(Selected excerpt)
If you downscale by a factor of 2 using bandlimited resampling every time, followed by a single final shrink, you'll theoretically get identical results to a single bandlimited shrinking operation. Of course real world image resampling kernels (Lanczos, cubic, magic kernel) are very much truncated compared to the actual sinc kernel (to avoid massive ringing which looks unacceptable in images), so the results won't be mathematically perfect. And linear/area-based resampling is even less mathematically optimal, although they don't cause overshoot.
Isn't this generally addressed by applying a gaussian blur before downsizing? I know this introduces an extra processing step, but I always figured this was necessary.
I played a little with FFT Gaussian blur. It uses the frequency domain, and so does not have to average hundreds of points, but rather transforms the image and the blur kernel into the frequency domain. There it performs a pointwise multiplication and transforms the image back. It's way faster than the direct convolution.
Having to process 100 source pixels per destination pixel to shrink 10x seems like an inefficient implementation. If you downsample each dimension individually you only need to process 20 pixels per pixel. This is the same optimization used for Gaussian blur.
> If you downsample each dimension individually you only need to process 20 pixels per pixel.
If you shrink 10x in one direction, then the other, then you first turn 100 pixels into 10, before turning 10 pixels into 1. You actually do more work for a non-smoothed shrink, sampling 110 pixels total.

(Data entries)
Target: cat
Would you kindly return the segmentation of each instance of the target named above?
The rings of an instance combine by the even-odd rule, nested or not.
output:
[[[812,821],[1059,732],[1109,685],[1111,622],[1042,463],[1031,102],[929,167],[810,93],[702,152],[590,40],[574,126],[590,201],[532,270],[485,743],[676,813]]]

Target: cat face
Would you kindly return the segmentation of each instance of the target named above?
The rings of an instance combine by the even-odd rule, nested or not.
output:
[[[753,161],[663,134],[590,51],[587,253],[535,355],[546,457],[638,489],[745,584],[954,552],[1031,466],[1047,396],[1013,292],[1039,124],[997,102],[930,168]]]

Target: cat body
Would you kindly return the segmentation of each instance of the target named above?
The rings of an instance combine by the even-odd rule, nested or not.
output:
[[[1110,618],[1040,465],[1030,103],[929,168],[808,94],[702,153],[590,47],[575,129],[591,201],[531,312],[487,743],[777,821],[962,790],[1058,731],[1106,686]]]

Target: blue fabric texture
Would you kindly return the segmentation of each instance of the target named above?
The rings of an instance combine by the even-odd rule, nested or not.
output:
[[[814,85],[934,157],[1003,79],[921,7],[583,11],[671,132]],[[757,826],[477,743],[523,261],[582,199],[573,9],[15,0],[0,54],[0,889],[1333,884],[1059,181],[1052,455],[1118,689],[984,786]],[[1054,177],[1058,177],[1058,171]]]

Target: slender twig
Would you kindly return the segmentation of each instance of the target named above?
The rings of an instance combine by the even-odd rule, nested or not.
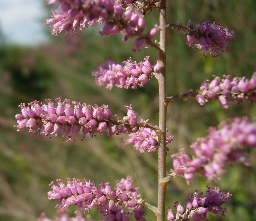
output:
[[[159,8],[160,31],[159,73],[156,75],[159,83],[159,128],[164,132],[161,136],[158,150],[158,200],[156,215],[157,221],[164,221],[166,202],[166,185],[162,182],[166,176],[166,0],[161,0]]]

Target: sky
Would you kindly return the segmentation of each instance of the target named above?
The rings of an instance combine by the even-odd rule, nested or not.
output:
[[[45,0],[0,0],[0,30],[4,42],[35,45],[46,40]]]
---
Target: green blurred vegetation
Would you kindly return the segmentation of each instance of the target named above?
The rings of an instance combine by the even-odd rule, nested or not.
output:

(Exercise instructions)
A. In the image-downscaling thread, why are real-world resampling kernels truncated compared to the actual sinc kernel?
B. Please pick up the image-downscaling thread right after its last sentence and continue it.

(Answers in order)
A. To avoid massive ringing, which looks unacceptable in images.

B.
To benefit from doing the dimensions separately, the width of your sample has to be bigger than the shrink factor. The best case is a blur where you're not shrinking at all, and that's where 20:1 actually happens.
If you sampled 10 pixels wide, then shrunk by a factor of 3, you'd have 100 samples per output if you do both dimensions at the same time, and 40 samples per output if you do one dimension at a time.
Two dimensions at the same time need width^2 samples
Two dimensions, one after the other, need width*(shrink_factor + 1) samples
> 3. Clipping. Resizing is typically done in two phases, once resizing in x then in y direction, not necessarily in this order. If the kernel used has values outside of the range [0, 1] (like Lanczos) and for intermediate results you only capture the range [0,1], then you might get clipping in the intermediate image, which can cause artifacts.
Also, gamut clipping and interpolation[0]. That's a real rabbithole.
Wow, points 2, 3 and 5 wouldn't have occured to me even if I tried. Thanks. I now have a mental note to look stuff up if my resizing ever gives results I'm not happy with. :)
Point 2 is the most important one, and the most egregious error. Even most browsers implement it wrong (at least the last time I checked, I confirmed it again with Edge).
Here is the most popular article about this problem [1].
Warning: once you start noticing incorrect color blending done in sRGB space, then you will see it everywhere.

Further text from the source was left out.